What to work on |
Return verbatim the passage of the Willets Point account below, starting at "It has been" and ending at "go this weekend.".

It has been a while since Greg has mentioned Willets Points in Queens. When he brought it up, I quickly noticed that his tone of voice this time was different. It was more deep and his eyes were sparkling. You should come and see this place-he said. I was intrigued after Greg one night, showed me the pictures he developed in our tiny bathroom. He told me stories about the people he took pictures of for his project which will come out soon at gregbrophy.com. So I said let’s go this weekend.
On Saturday morning we went off together to visit Willets Point so Greg could continue his project but also so I can help him gather more stories by talking to people and finding out more about them. From our place we took the A train to Times Square and changed to 7 train until we reached Willets Point. My first impression about the surroundings was nothing like Greg’s pictures. The area around the Stadium was clean enough, but then we walked one block away from the stadium towards Willets Point Boulevard and obviously I could see what Greg meant. The scene in front of me brought me back to the Albania of 1997-1998. The contrast between a super rich city a few miles away and an area that looked like it was brutally raped several times, created a shocking contrast. It's hard to believe a place like this exists in New York City. Walking through the smelly and dusty streets was really tough. The heat made the smell and the dust rise higher and higher as the dust covered each of us. I tried to cover my face, like I usually do in Albania, but the smell and the dust was too strong and pierced right through my senses. Come this way Greg said. I followed without saying much because I did not want to let the bad smell and the dust discourage me. When he stopped and I stopped too.

Information provided |

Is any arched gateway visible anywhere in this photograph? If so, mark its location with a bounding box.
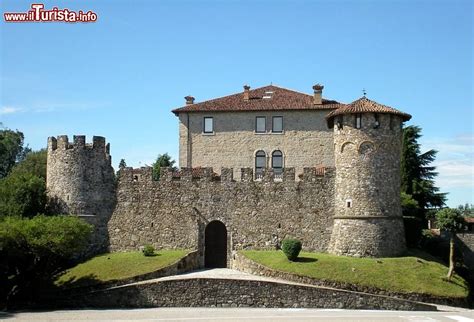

Solution |
It has been a while since Greg has mentioned Willets Points in Queens. When he brought it up, I quickly noticed that his tone of voice this time was different. It was more deep and his eyes were sparkling. You should come and see this place-he said. I was intrigued after Greg one night, showed me the pictures he developed in our tiny bathroom. He told me stories about the people he took pictures of for his project which will come out soon at gregbrophy.com. So I said let’s go this weekend.